▸ **Activity**: All of the data below should be returned exactly.

*** Opening of Records supplied ***

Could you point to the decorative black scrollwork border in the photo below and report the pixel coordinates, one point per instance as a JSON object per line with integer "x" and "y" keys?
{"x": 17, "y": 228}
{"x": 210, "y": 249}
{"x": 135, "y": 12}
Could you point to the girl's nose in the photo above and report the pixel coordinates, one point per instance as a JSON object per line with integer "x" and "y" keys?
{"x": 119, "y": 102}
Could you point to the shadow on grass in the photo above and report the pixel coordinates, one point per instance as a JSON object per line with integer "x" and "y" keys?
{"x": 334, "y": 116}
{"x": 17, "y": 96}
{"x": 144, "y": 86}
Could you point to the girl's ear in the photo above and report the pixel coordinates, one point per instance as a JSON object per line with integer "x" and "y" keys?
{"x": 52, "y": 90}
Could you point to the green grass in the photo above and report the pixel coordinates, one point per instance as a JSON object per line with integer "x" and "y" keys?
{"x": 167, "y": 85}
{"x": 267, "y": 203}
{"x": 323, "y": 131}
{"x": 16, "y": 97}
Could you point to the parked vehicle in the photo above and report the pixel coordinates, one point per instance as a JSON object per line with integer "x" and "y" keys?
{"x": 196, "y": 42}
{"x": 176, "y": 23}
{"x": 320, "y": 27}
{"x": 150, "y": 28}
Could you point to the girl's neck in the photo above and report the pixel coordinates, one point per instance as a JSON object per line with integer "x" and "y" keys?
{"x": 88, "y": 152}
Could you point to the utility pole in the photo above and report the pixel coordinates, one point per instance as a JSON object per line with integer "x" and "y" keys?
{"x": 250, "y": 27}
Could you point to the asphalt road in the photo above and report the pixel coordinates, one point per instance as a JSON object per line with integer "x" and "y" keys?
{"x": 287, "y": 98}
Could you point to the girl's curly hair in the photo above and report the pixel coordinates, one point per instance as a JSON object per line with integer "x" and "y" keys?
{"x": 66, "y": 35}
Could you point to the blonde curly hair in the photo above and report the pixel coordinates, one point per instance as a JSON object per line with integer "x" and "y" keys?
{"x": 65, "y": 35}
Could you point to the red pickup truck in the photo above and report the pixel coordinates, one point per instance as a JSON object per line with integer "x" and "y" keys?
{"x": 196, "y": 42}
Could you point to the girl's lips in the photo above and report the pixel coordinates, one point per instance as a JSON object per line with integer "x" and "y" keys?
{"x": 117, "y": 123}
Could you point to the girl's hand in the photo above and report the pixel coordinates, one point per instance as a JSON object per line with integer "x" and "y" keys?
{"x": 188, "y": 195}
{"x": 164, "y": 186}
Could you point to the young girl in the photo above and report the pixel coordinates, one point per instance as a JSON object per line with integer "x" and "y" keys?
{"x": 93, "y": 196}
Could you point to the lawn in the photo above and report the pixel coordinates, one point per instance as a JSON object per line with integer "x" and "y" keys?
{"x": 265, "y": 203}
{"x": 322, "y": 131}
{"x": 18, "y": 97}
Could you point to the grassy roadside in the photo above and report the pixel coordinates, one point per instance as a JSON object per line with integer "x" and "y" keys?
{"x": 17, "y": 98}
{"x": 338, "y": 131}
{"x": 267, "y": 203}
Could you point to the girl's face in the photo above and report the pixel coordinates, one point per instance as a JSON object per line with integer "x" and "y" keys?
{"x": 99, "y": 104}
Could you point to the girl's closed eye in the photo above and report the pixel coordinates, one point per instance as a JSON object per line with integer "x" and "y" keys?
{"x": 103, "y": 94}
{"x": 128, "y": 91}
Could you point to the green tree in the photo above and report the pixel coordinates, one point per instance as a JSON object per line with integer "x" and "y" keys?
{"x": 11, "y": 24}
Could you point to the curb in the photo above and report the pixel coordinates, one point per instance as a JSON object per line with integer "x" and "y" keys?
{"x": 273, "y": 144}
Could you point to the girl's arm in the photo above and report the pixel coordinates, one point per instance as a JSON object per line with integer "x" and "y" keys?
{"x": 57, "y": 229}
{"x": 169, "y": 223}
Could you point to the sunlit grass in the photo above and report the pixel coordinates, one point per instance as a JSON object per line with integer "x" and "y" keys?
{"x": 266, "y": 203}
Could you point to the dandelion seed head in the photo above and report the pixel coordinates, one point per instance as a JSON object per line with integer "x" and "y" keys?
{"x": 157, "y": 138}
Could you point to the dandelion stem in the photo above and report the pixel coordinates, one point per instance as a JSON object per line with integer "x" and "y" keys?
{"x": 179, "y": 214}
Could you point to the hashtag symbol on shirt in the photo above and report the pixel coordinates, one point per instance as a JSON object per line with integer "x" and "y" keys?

*** Close of Records supplied ***

▸ **Exercise result**:
Could you point to the decorative black scrollwork border in the photo below and report the pixel coordinates, one point per instance as a JSON object per line with integer "x" and "y" keys?
{"x": 17, "y": 228}
{"x": 210, "y": 249}
{"x": 135, "y": 12}
Could you point to the girl's nose in the photo above and report the pixel coordinates, one point per instance as a JSON object per line with integer "x" and "y" keys?
{"x": 119, "y": 102}
Could you point to the shadow on grass in the photo above and report the pixel coordinates, one point per instance as a JSON object per line with integer "x" and "y" keys?
{"x": 334, "y": 116}
{"x": 17, "y": 96}
{"x": 144, "y": 86}
Could you point to the girl's ear in the photo above and report the pixel coordinates, one point per instance as a JSON object per line with integer "x" and "y" keys?
{"x": 52, "y": 90}
Could you point to the green grass in the photo above and report the pixel coordinates, one point per instance as a JSON object per line with integer "x" and "y" keys?
{"x": 167, "y": 85}
{"x": 267, "y": 203}
{"x": 323, "y": 131}
{"x": 16, "y": 97}
Could you point to the parked vehicle in the photo above and report the pixel coordinates, one point per instance as a JSON object per line with integer "x" and "y" keys?
{"x": 196, "y": 42}
{"x": 176, "y": 23}
{"x": 320, "y": 27}
{"x": 150, "y": 28}
Could you point to the girl's neck in the photo above and report the pixel coordinates, one point per instance as a JSON object per line with integer "x" and "y" keys?
{"x": 88, "y": 152}
Could you point to the utility pole in the photo above and report the pixel coordinates, one point per instance as a JSON object per line with integer "x" and "y" keys?
{"x": 250, "y": 27}
Could you point to the asphalt road in the photo above and report the pixel coordinates, one point per instance as a JSON object per line with integer "x" and "y" keys?
{"x": 287, "y": 98}
Could you point to the girl's curly hair in the photo above and report the pixel coordinates, one point per instance as a JSON object per line with integer "x" and "y" keys?
{"x": 66, "y": 35}
Could you point to the blonde curly hair in the photo above and report the pixel coordinates, one point per instance as a JSON object per line with integer "x" and "y" keys?
{"x": 65, "y": 35}
Could you point to the red pickup truck in the photo above and report the pixel coordinates, one point per instance as a JSON object per line with integer "x" and "y" keys?
{"x": 196, "y": 42}
Could you point to the girl's lips in the photo above and report the pixel coordinates, one point per instance as a JSON object per line with integer "x" and "y" keys?
{"x": 117, "y": 123}
Could you point to the girl's hand in the photo above and report the pixel coordinates, one point per instance as a JSON object per line with integer "x" and "y" keys?
{"x": 188, "y": 195}
{"x": 164, "y": 186}
Could you point to the young girl in the photo above and report the pixel coordinates, one point per instance as a JSON object per line with integer "x" and "y" keys?
{"x": 93, "y": 196}
Could you point to the lawn in the photo above and report the pixel coordinates, one point per instance as a JSON object per line with integer "x" and "y" keys?
{"x": 265, "y": 203}
{"x": 322, "y": 131}
{"x": 18, "y": 97}
Could you point to the grassy roadside in the photo above and report the pixel coordinates, one point per instance as a JSON object per line with integer "x" and "y" keys?
{"x": 17, "y": 98}
{"x": 338, "y": 131}
{"x": 267, "y": 203}
Could you point to the girl's face in the photo above and report the pixel coordinates, one point per instance as a JSON object per line with integer "x" and "y" keys?
{"x": 99, "y": 104}
Could you point to the girl's closed eye in the photo above and report the pixel coordinates, one point per instance as a JSON object per line with integer "x" and "y" keys?
{"x": 103, "y": 94}
{"x": 128, "y": 91}
Could you point to the green tree in the photo above and report the pixel coordinates, one point per instance as a JSON object per line with integer "x" and "y" keys?
{"x": 11, "y": 24}
Could you point to the curb in the photo above and report the pixel coordinates, one point per instance as a JSON object per line with integer "x" and "y" keys?
{"x": 273, "y": 144}
Could you point to the girl's arm in the photo above and report the pixel coordinates, one point per instance as a JSON object per line with integer "x" and "y" keys?
{"x": 57, "y": 229}
{"x": 169, "y": 223}
Could you point to the sunlit grass in the photo above and report the pixel coordinates, one point per instance as a JSON object per line with integer "x" and "y" keys?
{"x": 266, "y": 203}
Could you point to the dandelion seed head in the photo above and report the pixel coordinates, one point per instance as a JSON object per line with integer "x" and "y" keys?
{"x": 157, "y": 138}
Could you point to the dandelion stem in the photo above and report the pixel coordinates, one point per instance as a JSON object per line with integer "x" and "y" keys?
{"x": 179, "y": 214}
Could you point to the hashtag symbol on shirt in the photo above and report the pixel coordinates, one point per instance as a JSON object per line with integer "x" and "y" keys?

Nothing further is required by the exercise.